EXERCISE REQUIREMENTS>
Which lines in the entries below contain the word "backsplash"? Identify each one and copy it in full; case counts.

● ● ● ●

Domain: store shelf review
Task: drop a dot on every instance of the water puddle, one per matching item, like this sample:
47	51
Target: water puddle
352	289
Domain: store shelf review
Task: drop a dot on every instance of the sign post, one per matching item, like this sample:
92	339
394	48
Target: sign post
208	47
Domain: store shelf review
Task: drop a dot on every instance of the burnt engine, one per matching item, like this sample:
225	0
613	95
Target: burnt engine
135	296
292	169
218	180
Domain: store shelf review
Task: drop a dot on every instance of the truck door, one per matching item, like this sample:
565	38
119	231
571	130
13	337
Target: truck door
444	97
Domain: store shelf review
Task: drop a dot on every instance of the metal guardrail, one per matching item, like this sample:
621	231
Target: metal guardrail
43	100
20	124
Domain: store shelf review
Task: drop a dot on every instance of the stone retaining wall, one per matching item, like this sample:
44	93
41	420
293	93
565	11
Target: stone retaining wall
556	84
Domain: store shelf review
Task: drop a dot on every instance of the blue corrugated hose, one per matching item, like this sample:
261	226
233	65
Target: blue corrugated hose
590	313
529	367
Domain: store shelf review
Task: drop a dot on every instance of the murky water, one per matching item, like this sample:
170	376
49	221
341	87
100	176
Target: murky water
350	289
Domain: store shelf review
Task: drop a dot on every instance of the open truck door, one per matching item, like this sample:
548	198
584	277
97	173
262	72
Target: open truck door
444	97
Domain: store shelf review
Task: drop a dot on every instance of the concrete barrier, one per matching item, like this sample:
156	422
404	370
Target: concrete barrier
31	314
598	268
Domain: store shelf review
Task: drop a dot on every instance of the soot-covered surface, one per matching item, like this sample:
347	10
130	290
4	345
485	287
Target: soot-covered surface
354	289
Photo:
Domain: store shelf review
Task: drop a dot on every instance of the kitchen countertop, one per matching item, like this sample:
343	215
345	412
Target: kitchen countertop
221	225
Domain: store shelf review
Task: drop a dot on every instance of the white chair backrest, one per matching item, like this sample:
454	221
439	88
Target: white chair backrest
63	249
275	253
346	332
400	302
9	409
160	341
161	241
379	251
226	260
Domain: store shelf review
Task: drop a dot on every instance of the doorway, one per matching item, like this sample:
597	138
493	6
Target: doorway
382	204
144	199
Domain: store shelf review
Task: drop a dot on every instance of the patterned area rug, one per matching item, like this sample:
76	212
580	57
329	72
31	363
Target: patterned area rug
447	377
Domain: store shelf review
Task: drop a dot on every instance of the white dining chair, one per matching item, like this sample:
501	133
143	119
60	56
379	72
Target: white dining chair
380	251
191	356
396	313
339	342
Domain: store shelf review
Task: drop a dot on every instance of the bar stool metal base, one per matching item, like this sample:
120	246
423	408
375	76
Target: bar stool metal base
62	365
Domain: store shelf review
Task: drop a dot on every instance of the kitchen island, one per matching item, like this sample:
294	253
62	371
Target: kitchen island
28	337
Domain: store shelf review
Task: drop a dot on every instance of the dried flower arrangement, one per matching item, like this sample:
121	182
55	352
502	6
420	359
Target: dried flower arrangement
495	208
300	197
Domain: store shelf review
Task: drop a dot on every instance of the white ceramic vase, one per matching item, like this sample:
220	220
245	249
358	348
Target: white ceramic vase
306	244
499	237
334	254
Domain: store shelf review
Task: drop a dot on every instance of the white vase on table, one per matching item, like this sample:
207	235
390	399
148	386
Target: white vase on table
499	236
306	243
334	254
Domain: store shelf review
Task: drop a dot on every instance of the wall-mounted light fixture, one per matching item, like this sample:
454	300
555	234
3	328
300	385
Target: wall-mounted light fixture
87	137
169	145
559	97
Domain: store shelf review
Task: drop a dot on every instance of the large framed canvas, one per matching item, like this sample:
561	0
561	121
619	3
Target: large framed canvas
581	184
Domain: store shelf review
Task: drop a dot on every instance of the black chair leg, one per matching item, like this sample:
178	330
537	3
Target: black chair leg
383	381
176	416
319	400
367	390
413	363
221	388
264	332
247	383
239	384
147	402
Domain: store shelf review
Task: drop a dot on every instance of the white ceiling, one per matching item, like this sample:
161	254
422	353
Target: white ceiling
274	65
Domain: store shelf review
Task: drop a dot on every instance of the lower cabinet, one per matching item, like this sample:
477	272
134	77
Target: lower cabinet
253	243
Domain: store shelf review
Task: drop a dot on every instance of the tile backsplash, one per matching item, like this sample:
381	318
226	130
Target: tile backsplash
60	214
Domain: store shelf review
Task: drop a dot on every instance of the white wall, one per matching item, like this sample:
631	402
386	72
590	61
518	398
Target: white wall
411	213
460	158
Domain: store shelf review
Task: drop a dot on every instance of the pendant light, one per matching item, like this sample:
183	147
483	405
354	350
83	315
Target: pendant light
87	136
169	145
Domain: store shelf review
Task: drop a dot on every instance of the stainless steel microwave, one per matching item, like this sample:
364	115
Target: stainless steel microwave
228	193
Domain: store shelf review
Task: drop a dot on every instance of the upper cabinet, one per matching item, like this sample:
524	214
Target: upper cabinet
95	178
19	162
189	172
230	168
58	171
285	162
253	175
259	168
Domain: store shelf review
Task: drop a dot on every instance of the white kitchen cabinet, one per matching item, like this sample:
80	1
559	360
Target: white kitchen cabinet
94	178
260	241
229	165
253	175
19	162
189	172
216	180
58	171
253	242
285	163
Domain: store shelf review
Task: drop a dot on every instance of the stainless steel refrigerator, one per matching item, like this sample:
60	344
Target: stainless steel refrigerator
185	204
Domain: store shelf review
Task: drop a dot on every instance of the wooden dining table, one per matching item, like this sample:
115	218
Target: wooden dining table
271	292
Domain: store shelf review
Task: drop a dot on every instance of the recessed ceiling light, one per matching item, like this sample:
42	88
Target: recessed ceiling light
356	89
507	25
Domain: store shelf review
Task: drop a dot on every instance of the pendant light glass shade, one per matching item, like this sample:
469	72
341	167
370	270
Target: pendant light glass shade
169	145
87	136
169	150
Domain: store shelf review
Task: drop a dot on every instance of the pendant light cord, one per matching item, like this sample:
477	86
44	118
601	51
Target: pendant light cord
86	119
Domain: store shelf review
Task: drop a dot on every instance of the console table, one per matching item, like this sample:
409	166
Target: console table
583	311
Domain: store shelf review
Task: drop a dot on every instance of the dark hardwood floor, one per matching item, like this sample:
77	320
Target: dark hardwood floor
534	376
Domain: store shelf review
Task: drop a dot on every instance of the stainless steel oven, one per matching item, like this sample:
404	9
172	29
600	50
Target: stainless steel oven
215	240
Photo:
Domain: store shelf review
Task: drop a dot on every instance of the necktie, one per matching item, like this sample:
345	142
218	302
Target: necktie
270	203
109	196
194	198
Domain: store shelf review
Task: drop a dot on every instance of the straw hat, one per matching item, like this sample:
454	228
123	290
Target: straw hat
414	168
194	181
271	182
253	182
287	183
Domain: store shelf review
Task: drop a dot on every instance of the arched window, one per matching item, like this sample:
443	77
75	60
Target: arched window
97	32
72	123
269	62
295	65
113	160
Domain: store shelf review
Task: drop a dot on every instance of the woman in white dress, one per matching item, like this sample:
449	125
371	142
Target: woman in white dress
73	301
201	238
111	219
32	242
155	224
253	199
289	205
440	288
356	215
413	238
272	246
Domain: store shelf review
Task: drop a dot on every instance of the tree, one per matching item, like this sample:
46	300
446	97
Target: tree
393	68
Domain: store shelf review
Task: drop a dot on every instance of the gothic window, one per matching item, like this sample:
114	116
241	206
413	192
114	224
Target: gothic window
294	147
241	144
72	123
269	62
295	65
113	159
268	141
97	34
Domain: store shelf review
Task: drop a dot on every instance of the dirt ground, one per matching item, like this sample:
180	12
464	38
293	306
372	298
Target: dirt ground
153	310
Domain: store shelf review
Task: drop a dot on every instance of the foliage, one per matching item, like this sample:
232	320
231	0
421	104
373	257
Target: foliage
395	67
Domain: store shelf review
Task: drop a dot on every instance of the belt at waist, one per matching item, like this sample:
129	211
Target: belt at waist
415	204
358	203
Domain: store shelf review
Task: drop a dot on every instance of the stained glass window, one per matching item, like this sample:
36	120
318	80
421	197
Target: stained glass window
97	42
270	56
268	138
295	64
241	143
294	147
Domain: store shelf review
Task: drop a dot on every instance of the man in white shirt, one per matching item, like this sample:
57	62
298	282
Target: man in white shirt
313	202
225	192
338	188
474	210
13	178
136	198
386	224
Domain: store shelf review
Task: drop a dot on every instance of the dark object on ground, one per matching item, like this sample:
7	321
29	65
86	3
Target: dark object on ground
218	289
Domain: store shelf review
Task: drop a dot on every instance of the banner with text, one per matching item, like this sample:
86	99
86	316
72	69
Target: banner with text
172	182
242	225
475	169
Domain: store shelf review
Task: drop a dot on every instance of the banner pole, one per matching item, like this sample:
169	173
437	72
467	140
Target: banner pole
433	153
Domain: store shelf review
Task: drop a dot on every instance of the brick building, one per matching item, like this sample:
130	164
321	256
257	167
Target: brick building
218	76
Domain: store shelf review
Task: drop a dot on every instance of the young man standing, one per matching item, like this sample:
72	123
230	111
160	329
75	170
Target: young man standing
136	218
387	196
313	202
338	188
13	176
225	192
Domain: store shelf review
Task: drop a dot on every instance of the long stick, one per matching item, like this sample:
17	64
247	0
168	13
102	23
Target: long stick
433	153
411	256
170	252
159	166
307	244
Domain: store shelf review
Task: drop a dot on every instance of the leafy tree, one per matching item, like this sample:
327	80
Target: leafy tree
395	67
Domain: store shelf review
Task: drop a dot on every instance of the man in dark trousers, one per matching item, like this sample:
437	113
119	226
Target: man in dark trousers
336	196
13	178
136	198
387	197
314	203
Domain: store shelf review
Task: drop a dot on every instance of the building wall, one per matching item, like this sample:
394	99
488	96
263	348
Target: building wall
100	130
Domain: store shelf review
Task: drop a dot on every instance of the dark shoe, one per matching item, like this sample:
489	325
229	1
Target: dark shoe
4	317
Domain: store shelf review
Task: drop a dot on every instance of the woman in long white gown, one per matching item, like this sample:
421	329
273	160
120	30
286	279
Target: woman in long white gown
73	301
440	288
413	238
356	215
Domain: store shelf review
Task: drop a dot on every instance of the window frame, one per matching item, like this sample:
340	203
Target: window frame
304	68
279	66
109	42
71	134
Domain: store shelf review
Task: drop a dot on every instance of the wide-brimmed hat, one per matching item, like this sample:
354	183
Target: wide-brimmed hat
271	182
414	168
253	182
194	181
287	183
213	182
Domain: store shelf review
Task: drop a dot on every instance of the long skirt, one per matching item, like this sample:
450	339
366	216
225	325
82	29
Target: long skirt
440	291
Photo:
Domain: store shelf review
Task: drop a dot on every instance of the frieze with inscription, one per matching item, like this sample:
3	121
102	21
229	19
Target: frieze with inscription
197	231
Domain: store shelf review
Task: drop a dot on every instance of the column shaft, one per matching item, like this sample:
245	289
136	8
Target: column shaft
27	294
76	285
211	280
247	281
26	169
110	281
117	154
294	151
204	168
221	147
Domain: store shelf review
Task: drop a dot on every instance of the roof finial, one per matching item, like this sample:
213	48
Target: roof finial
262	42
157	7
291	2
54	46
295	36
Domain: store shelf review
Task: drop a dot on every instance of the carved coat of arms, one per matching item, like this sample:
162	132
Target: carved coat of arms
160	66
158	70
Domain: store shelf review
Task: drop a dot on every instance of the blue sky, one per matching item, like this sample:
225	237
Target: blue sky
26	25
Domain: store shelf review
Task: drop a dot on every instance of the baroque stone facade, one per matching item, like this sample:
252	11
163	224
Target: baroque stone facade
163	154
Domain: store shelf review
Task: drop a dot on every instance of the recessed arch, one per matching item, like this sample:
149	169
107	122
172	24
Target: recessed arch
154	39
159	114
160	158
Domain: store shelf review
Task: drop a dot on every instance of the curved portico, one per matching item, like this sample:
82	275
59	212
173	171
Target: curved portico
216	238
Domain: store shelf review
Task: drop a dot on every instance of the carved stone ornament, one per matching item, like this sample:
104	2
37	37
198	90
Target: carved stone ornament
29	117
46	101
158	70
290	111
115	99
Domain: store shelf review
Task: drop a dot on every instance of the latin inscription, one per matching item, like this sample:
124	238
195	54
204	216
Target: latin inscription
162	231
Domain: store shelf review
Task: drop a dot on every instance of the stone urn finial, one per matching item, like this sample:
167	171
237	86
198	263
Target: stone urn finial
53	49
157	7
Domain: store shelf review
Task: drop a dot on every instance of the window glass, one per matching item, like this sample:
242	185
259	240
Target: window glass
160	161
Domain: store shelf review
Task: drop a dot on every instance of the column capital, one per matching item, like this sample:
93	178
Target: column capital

● ● ● ●

SOLUTION>
Task: drop a dot on every instance of the tile backsplash, one per matching item, like this sample:
Target: tile backsplash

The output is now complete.